▸ **The problem**
From the start of the listing through the line holding "[127,156,570,1065]", inclusive, replace "view" with "image" and write those lines out again with nothing else changed. Leave the pictures out.

Entries drawn from a collection

-- Begin --

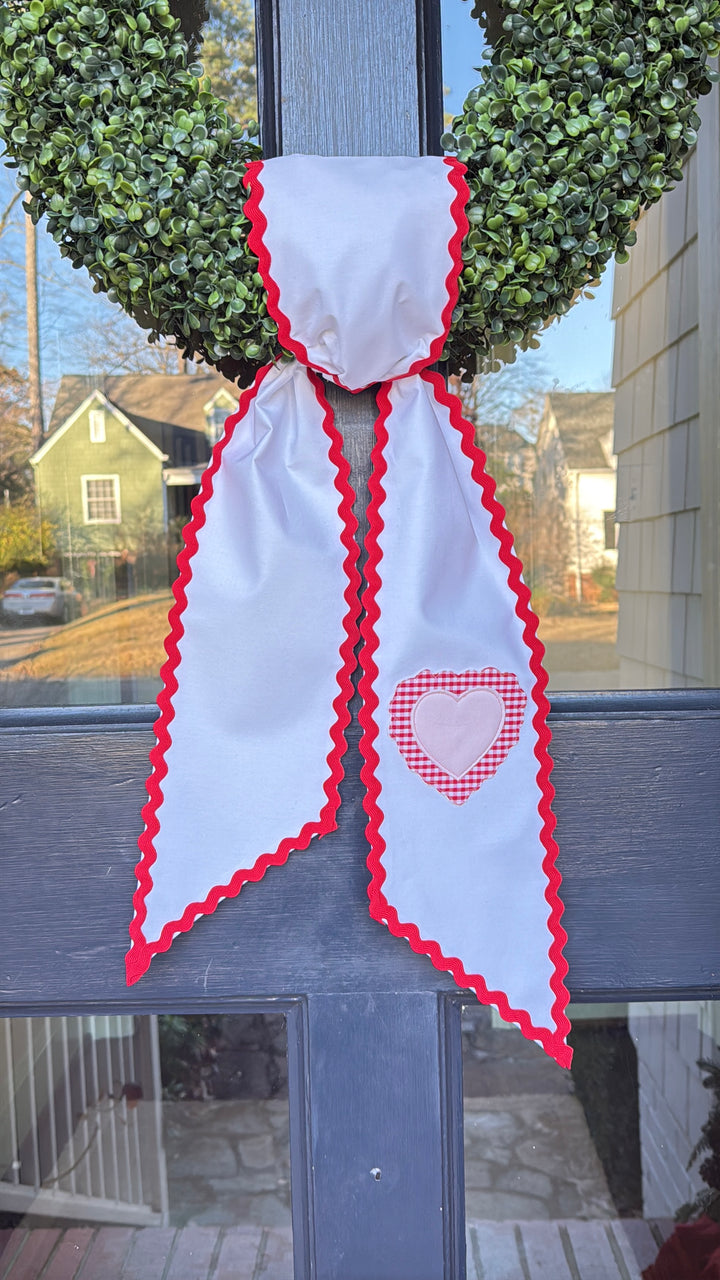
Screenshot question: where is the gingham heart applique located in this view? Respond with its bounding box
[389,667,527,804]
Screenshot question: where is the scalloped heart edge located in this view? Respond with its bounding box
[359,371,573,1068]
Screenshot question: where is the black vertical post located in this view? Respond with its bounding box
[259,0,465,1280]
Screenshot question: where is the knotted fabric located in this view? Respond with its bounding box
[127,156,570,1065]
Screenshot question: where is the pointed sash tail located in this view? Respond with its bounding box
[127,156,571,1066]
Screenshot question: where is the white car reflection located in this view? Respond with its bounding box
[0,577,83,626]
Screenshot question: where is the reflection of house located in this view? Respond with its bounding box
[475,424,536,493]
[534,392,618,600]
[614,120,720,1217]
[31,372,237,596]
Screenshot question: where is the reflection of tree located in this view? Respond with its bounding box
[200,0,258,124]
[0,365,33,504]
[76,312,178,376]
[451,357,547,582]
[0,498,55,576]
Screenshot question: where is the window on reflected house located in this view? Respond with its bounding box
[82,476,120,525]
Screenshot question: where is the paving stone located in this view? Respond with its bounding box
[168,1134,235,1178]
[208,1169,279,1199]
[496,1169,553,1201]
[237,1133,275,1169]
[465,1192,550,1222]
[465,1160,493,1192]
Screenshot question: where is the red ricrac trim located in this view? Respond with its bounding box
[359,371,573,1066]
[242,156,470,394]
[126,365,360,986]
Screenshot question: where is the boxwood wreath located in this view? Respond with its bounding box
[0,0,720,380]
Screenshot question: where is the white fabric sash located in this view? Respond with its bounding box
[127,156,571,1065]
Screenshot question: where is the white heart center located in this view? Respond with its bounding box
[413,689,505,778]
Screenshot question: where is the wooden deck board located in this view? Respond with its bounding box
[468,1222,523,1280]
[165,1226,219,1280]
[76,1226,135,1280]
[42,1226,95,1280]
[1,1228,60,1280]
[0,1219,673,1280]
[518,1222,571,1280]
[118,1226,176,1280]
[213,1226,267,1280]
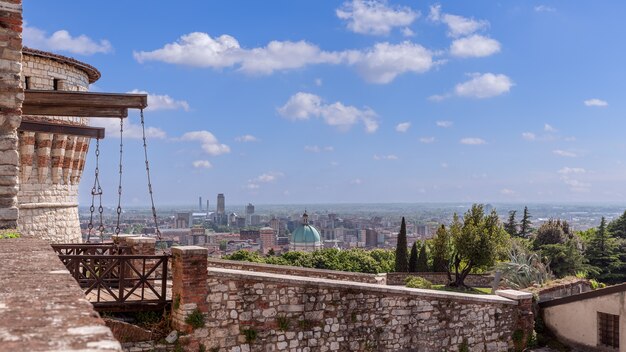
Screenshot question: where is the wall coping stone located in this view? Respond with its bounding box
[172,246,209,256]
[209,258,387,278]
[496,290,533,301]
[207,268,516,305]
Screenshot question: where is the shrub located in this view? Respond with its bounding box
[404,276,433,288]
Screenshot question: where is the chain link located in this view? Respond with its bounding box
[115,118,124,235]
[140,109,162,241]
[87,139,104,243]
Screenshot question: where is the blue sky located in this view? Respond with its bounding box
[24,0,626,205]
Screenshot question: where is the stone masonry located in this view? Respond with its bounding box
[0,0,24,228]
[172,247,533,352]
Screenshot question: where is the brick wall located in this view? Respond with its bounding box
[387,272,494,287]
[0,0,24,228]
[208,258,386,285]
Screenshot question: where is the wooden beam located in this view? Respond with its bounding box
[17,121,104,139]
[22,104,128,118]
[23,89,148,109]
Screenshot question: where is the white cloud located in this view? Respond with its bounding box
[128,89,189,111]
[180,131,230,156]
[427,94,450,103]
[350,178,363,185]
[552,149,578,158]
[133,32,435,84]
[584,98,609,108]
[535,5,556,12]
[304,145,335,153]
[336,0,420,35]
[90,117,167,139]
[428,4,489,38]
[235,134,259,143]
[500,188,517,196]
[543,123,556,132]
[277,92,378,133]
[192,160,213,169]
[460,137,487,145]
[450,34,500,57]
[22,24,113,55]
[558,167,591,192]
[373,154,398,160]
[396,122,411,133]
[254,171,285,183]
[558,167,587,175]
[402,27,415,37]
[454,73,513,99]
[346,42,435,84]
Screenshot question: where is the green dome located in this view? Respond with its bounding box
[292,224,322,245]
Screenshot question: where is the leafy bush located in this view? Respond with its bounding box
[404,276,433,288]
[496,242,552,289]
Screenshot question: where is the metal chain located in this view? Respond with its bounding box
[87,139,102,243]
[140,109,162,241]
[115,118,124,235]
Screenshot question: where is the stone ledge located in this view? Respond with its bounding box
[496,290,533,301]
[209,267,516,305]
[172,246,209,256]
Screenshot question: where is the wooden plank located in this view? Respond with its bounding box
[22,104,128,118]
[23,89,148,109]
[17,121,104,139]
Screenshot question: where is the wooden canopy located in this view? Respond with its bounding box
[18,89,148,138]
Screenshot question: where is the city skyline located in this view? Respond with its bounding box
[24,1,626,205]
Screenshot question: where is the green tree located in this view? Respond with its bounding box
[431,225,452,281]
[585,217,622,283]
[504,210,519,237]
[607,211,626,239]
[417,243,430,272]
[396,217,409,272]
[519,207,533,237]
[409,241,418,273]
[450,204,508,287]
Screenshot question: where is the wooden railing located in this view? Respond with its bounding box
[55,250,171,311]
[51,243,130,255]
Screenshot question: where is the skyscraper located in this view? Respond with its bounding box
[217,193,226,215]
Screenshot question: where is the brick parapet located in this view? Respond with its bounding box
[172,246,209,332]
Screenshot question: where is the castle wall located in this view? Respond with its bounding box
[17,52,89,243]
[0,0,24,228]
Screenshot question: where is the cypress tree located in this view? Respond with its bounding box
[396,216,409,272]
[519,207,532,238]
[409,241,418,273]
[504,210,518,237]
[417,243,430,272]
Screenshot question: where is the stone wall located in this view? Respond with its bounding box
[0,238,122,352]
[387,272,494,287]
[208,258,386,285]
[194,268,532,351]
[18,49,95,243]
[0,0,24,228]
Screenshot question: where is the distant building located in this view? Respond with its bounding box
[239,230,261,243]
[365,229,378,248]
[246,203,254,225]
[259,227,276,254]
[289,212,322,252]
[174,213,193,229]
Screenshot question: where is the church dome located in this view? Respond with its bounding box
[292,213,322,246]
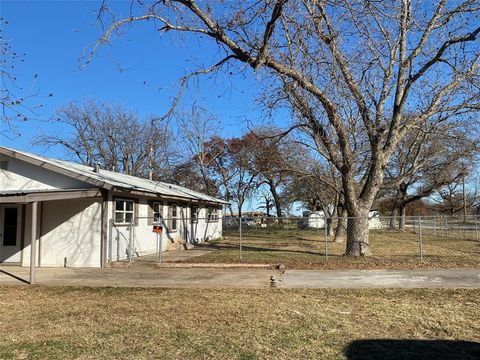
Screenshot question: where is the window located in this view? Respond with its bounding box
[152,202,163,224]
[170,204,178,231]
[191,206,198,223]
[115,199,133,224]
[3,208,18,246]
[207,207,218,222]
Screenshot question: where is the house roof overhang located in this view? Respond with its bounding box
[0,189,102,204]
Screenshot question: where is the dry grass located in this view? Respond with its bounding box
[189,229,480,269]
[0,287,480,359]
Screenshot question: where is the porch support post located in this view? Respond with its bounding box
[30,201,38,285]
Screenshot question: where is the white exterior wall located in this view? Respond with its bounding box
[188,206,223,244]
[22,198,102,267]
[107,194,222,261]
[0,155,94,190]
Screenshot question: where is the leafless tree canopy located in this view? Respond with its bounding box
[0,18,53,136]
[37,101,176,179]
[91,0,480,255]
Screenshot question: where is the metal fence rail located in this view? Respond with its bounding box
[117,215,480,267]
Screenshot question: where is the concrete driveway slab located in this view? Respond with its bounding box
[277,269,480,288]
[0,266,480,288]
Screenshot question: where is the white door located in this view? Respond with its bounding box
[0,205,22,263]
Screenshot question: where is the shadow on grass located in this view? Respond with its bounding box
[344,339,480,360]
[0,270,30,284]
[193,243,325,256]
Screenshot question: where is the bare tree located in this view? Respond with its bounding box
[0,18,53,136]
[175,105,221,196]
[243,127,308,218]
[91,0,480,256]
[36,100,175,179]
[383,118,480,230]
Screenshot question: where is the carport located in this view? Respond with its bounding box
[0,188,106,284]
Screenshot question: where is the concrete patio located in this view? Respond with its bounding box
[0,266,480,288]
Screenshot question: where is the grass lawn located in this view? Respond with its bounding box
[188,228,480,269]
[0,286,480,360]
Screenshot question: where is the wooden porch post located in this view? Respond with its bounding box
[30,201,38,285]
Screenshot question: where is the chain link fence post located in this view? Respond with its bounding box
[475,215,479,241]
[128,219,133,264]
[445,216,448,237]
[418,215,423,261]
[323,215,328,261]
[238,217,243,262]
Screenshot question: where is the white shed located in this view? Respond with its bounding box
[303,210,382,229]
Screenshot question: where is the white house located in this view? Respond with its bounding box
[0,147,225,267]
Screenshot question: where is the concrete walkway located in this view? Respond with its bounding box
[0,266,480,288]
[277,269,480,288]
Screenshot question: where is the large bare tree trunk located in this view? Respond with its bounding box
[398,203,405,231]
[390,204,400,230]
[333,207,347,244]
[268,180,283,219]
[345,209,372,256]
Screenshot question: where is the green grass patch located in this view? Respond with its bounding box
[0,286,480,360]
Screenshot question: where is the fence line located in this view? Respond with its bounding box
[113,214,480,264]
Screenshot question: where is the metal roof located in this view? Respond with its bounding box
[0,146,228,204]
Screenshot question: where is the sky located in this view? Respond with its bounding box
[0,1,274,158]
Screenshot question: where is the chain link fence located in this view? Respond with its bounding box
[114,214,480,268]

-- End --

▸ **Exercise result**
Screenshot question: where is the gingham heart applique located in this image? Respond with its bounding box
[389,667,527,804]
Screenshot question: where is the scalloped heart edge located in this image? Respond with its bounding box
[359,371,573,1068]
Screenshot question: where is the black vertical post located in this image? Respond with its bounding box
[259,0,465,1280]
Screenshot question: where is the knotted fabric located in this image? Respond with its bounding box
[127,156,570,1065]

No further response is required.